• _What to work on_: Copy each line below that has "paved".

⁂

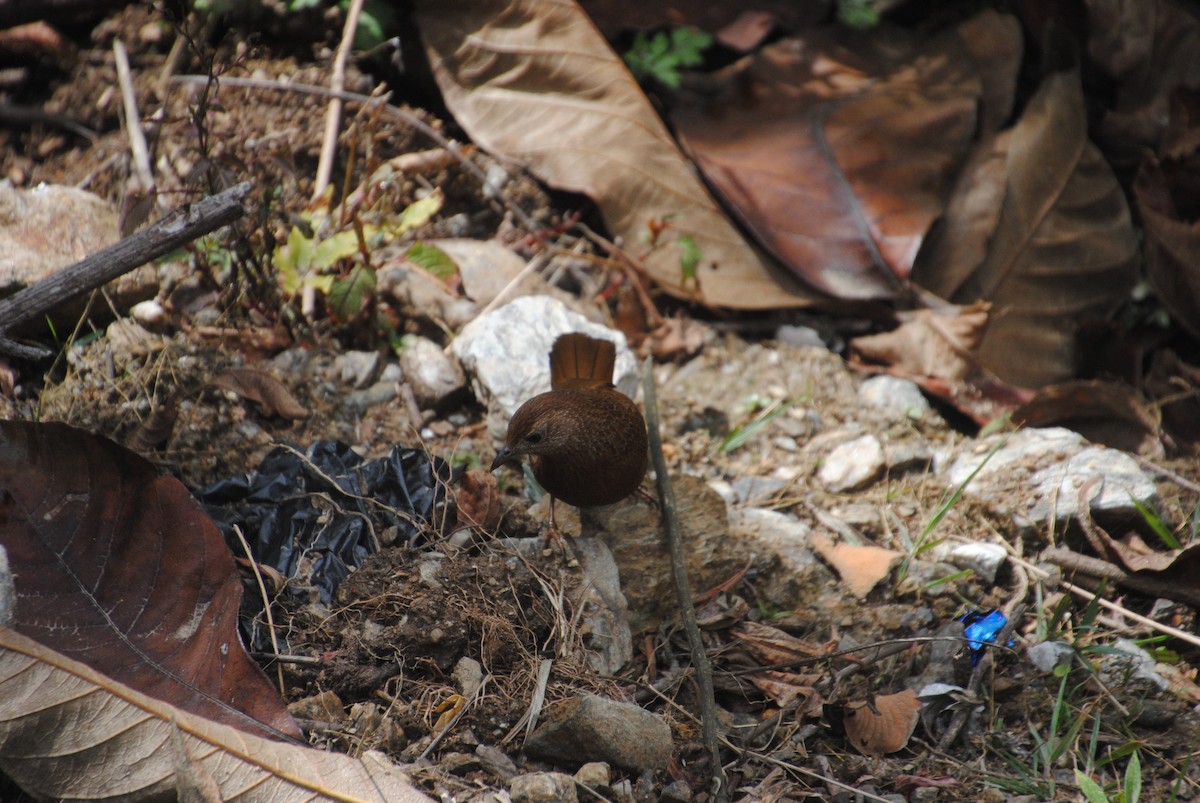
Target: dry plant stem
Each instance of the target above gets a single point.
(767, 757)
(683, 586)
(133, 118)
(334, 114)
(407, 118)
(177, 228)
(1105, 570)
(267, 604)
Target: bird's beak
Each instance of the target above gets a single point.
(503, 456)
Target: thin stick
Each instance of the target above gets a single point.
(683, 586)
(407, 118)
(133, 119)
(267, 603)
(177, 228)
(334, 114)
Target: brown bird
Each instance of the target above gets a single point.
(585, 439)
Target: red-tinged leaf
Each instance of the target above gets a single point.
(839, 153)
(119, 568)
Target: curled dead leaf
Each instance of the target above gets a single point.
(883, 724)
(937, 342)
(535, 82)
(263, 389)
(859, 567)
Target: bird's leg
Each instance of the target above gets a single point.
(553, 533)
(647, 496)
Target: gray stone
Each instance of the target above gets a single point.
(507, 352)
(604, 607)
(982, 558)
(431, 372)
(898, 396)
(852, 466)
(595, 729)
(1045, 468)
(1047, 654)
(543, 787)
(594, 774)
(358, 369)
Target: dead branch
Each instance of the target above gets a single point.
(177, 228)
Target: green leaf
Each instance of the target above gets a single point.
(337, 247)
(292, 261)
(433, 261)
(418, 214)
(1091, 790)
(1165, 535)
(1133, 779)
(348, 297)
(661, 55)
(689, 258)
(739, 435)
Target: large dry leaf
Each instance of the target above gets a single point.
(533, 81)
(67, 731)
(1056, 252)
(839, 150)
(1149, 48)
(120, 569)
(883, 724)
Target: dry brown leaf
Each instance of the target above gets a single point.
(1147, 48)
(1061, 250)
(533, 81)
(479, 499)
(263, 389)
(859, 567)
(117, 565)
(885, 730)
(839, 151)
(785, 688)
(937, 342)
(1104, 412)
(774, 646)
(67, 731)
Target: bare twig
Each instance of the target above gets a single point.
(405, 117)
(334, 113)
(179, 227)
(683, 586)
(133, 119)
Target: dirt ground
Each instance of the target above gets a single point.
(390, 641)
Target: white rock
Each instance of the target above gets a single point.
(900, 397)
(853, 465)
(982, 558)
(507, 352)
(430, 371)
(1045, 469)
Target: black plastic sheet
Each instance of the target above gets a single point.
(321, 513)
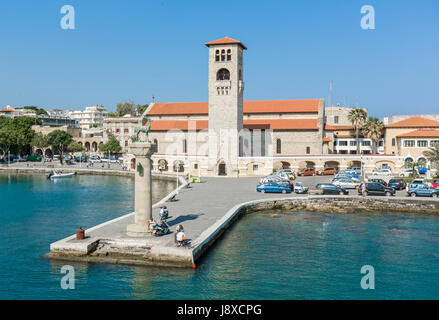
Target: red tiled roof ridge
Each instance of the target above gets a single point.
(274, 124)
(225, 40)
(250, 106)
(425, 133)
(414, 121)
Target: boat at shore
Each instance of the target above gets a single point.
(56, 175)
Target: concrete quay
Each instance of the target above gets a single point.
(206, 210)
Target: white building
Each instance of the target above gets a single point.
(91, 117)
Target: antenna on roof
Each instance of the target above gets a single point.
(330, 93)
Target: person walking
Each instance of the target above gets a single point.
(363, 189)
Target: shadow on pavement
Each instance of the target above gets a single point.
(187, 217)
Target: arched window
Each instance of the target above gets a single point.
(278, 146)
(223, 74)
(223, 55)
(184, 146)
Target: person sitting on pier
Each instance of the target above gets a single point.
(180, 237)
(164, 213)
(152, 225)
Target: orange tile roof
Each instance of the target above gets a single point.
(267, 106)
(415, 122)
(165, 125)
(420, 133)
(330, 127)
(275, 124)
(225, 40)
(282, 124)
(347, 136)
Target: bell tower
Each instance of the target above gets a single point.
(226, 91)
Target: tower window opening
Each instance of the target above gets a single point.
(223, 74)
(223, 55)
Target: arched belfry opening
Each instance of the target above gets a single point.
(226, 92)
(223, 74)
(222, 169)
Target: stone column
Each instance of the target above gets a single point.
(142, 188)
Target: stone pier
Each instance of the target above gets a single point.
(143, 188)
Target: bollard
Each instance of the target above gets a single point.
(80, 234)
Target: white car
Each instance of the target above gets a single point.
(346, 184)
(300, 188)
(95, 159)
(384, 172)
(406, 173)
(346, 176)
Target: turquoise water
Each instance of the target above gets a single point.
(303, 255)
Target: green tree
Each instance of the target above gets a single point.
(432, 155)
(75, 147)
(357, 117)
(16, 134)
(40, 141)
(125, 108)
(112, 146)
(413, 165)
(60, 141)
(141, 109)
(374, 129)
(38, 111)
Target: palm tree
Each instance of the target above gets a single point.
(432, 155)
(414, 165)
(374, 129)
(357, 117)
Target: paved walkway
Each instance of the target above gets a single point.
(196, 208)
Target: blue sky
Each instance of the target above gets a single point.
(131, 50)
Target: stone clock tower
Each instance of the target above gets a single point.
(226, 90)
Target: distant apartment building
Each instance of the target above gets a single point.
(411, 136)
(123, 128)
(91, 117)
(339, 129)
(49, 120)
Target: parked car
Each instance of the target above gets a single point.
(327, 188)
(406, 173)
(383, 171)
(422, 190)
(272, 188)
(377, 189)
(327, 171)
(80, 159)
(111, 159)
(357, 170)
(306, 172)
(95, 159)
(377, 180)
(397, 184)
(300, 188)
(346, 176)
(33, 158)
(346, 183)
(422, 170)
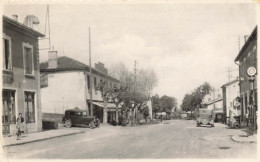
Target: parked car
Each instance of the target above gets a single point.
(77, 117)
(206, 117)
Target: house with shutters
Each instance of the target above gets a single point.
(65, 84)
(230, 92)
(20, 76)
(247, 57)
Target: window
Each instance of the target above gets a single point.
(29, 107)
(28, 59)
(8, 111)
(7, 57)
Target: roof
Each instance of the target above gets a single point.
(22, 26)
(229, 83)
(250, 38)
(213, 101)
(68, 64)
(76, 110)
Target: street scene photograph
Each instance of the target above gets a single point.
(129, 80)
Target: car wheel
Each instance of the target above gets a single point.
(91, 125)
(68, 123)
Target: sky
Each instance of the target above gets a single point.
(185, 44)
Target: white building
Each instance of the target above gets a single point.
(230, 93)
(65, 84)
(214, 100)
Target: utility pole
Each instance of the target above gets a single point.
(238, 44)
(229, 73)
(90, 75)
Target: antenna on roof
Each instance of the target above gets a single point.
(47, 20)
(31, 20)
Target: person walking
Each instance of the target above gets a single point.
(19, 122)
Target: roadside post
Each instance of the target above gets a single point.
(251, 72)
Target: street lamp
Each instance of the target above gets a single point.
(251, 72)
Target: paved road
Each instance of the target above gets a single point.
(171, 139)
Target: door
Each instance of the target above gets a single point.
(8, 110)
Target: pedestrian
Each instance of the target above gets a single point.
(247, 118)
(19, 122)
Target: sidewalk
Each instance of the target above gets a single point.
(244, 138)
(38, 136)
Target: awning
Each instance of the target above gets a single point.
(110, 106)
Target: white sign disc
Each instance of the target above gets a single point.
(251, 71)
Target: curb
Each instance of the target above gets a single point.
(37, 140)
(241, 141)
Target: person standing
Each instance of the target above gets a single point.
(19, 125)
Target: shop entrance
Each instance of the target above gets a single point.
(8, 110)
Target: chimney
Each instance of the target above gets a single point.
(246, 37)
(101, 67)
(15, 17)
(52, 59)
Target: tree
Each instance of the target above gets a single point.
(193, 100)
(155, 103)
(167, 104)
(137, 86)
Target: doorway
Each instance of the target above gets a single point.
(8, 110)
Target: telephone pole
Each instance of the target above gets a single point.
(90, 75)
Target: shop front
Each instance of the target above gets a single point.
(8, 111)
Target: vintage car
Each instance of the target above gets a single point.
(77, 117)
(205, 117)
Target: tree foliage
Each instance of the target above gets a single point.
(193, 100)
(163, 104)
(134, 90)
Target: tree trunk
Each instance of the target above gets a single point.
(116, 114)
(105, 111)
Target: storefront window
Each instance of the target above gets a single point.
(29, 107)
(8, 110)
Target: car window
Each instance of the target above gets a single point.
(79, 113)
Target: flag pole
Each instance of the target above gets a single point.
(90, 75)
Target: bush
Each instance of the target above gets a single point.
(49, 124)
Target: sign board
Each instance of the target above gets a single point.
(251, 71)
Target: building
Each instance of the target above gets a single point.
(230, 92)
(246, 58)
(21, 77)
(213, 100)
(65, 84)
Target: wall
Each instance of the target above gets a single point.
(21, 82)
(96, 94)
(65, 91)
(248, 58)
(232, 91)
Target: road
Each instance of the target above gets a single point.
(170, 139)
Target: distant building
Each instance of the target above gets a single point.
(246, 58)
(230, 93)
(21, 77)
(65, 84)
(213, 100)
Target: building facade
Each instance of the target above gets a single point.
(213, 100)
(230, 92)
(21, 77)
(246, 58)
(65, 84)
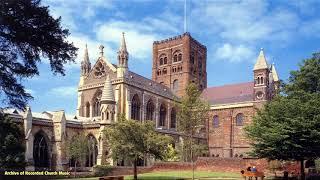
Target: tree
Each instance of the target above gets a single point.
(132, 140)
(27, 34)
(192, 117)
(77, 149)
(288, 127)
(11, 144)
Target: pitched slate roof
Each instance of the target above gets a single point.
(107, 92)
(150, 85)
(226, 94)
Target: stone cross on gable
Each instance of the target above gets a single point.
(101, 50)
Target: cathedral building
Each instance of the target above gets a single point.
(107, 90)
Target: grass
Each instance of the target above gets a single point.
(171, 175)
(175, 175)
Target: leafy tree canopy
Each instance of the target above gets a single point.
(131, 140)
(288, 127)
(27, 34)
(192, 116)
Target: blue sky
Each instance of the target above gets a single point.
(233, 31)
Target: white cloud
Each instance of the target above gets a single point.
(65, 91)
(311, 28)
(227, 52)
(30, 91)
(139, 39)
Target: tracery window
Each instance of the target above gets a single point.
(215, 121)
(40, 150)
(96, 104)
(239, 119)
(192, 58)
(135, 108)
(165, 60)
(180, 57)
(92, 154)
(150, 110)
(163, 115)
(87, 110)
(173, 118)
(175, 58)
(99, 70)
(175, 85)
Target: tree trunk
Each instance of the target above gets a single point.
(302, 169)
(75, 169)
(135, 176)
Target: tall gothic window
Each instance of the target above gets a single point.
(165, 60)
(173, 118)
(163, 115)
(215, 122)
(150, 110)
(92, 154)
(96, 103)
(175, 85)
(239, 119)
(135, 108)
(180, 57)
(87, 110)
(40, 151)
(175, 58)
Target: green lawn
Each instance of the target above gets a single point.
(175, 175)
(170, 175)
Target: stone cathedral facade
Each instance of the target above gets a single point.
(106, 90)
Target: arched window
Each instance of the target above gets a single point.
(215, 122)
(91, 159)
(163, 115)
(180, 57)
(87, 110)
(96, 103)
(239, 119)
(175, 85)
(165, 60)
(150, 110)
(173, 118)
(135, 108)
(40, 151)
(192, 58)
(164, 71)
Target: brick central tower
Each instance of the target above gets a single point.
(178, 61)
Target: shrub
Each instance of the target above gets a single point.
(102, 170)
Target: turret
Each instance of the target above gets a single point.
(107, 102)
(123, 57)
(85, 63)
(261, 78)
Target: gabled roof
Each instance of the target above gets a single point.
(232, 93)
(150, 85)
(261, 62)
(107, 92)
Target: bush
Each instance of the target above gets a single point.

⁂

• _Completed task_:
Target: paved walkway
Target: paved road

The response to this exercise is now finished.